+++ PAGE EXCERPT +++

But the GMO labeling debate has a different feel. Requiring a “Contains GMOs” label on foods would function as a kind of “anti-organic” label, implying (given the public’s anxiety over the issue) that the food was somehow unsafe to eat. To big food companies and farmers who use GMOs, requiring a GMO label would do little more than give the organic food industry another big bite out of the American food budget.
As consumer anxiety over GMOs has grown, so have the marketing opportunities for food companies that do not use GMOs. Some 80 percent of consumers say they would pay more for foods carrying a “No GMO” label, even though they don’t necessarily trust food labels (or even fully understand GMOs). Whole Foods has pledged that by 2018 it will replace some foods containing genetically modified ingredients and require labels on others. Signs in Trader Joe’s proclaim: “No GMOs Sold Here.” Sales of products claiming they contain “no GMOs” exceeded $10 billion last year and grew at a faster rate than sales of gluten-free items, according to a recent Nielsen study.

+++

WHAT YOU WILL DO
Continue the passage on the GMO labeling debate, starting after its final sentence.

+++ DATA FOR ANALYSIS +++

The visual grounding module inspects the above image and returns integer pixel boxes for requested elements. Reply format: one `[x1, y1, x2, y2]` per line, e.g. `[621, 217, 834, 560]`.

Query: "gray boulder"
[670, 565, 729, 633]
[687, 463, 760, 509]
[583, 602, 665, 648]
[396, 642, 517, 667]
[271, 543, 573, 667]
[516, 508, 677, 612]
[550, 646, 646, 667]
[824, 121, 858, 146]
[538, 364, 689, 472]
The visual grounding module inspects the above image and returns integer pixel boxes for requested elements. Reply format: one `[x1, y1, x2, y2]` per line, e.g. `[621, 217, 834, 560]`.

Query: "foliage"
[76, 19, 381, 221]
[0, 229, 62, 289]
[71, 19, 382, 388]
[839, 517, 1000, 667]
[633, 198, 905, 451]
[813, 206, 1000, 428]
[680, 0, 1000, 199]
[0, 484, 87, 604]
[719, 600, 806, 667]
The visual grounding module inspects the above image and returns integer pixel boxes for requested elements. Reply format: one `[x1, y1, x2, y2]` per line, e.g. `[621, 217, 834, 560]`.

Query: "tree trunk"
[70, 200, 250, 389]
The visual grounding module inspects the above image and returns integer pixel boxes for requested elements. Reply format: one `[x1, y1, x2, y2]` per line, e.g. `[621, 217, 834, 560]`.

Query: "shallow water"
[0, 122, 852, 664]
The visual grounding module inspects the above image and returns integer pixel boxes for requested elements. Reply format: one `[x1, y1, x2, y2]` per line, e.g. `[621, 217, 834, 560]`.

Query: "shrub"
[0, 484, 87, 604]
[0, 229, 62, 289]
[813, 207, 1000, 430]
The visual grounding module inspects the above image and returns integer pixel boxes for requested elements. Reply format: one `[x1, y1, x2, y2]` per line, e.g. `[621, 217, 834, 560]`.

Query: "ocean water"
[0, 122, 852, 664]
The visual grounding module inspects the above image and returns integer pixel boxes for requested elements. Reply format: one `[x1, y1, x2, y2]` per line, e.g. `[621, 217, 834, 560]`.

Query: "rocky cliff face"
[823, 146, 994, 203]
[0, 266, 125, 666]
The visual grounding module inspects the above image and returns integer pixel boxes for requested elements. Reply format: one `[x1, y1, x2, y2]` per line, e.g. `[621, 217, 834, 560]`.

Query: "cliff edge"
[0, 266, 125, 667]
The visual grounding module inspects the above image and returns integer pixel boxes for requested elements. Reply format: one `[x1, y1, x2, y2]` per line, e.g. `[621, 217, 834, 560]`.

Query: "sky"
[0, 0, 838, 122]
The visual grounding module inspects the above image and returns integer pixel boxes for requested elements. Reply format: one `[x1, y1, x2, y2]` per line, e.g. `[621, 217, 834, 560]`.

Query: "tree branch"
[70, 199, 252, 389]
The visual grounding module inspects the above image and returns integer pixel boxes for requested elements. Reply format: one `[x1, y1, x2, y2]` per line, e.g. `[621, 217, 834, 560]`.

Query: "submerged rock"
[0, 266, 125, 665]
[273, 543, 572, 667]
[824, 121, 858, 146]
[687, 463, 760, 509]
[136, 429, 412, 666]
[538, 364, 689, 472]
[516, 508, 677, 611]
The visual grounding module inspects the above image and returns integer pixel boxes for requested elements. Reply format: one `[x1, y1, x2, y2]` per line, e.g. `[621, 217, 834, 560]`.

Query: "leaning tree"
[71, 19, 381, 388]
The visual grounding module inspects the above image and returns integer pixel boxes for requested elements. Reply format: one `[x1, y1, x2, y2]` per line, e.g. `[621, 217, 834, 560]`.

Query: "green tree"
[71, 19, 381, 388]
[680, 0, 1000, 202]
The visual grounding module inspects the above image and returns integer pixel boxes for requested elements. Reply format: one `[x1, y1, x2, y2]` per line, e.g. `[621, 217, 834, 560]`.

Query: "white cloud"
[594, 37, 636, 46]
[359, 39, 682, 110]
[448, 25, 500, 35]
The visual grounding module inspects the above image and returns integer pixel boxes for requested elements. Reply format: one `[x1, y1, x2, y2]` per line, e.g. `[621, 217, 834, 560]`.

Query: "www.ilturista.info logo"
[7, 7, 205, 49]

+++

OUTPUT FOR THIS EXERCISE
“There’s no doubt that the industry is fighting a rear-guard action on this and trying to put it to rest,” said Carl Jorgensen, director of global consumer strategy for wellness at Daymon Worldwide, a consumer research and consulting firm. “But there’s an aura of inevitability about it now.”
Ten billion dollars for non-GMO foods is a lot, but it’s still a vanishing fraction of the $620 billion Americans spent in grocery stores in 2013. But if a traditional grocery chain like Kroger or Safeway were to begin labeling its private-label products, “that would be a game changer,” Jorgensen said. Unlike food manufacturers, grocery stores interact directly with consumers, Jorgenson noted; they can see which foods fly off the shelves and which foods remain.
But this is tricky magic: if companies start boasting that some of their products (like Cheerios)
do not contain GMOs, how will consumers react to their other products (like Lucky Charms and even Honey Nut Cheerios)—sitting right there on the same shelf—that do?
In the absence of broad labeling laws—there are currently eighty-four bills on GMO labeling in thirty states—companies hoping to take advantage of GMO anxiety have found other solutions. On its website, a testing organization called the Non-GMO Project—logo: monarch butterfly—shows a photo of a little blond girl carrying a sign saying “I Am Not a Science Experiment.”
“The sad truth is many of the foods that are most popular with children contain GMOs,” the site reports. “Cereals, snack bars, snack boxes, cookies, processed lunch meats, and crackers all contain large amounts of high-risk food ingredients. In North America, over 80% of our food contains GMOs. If you are not buying foods that are Non-GMO Project Verified, most likely GMOs are present at breakfast, lunch, and dinner.”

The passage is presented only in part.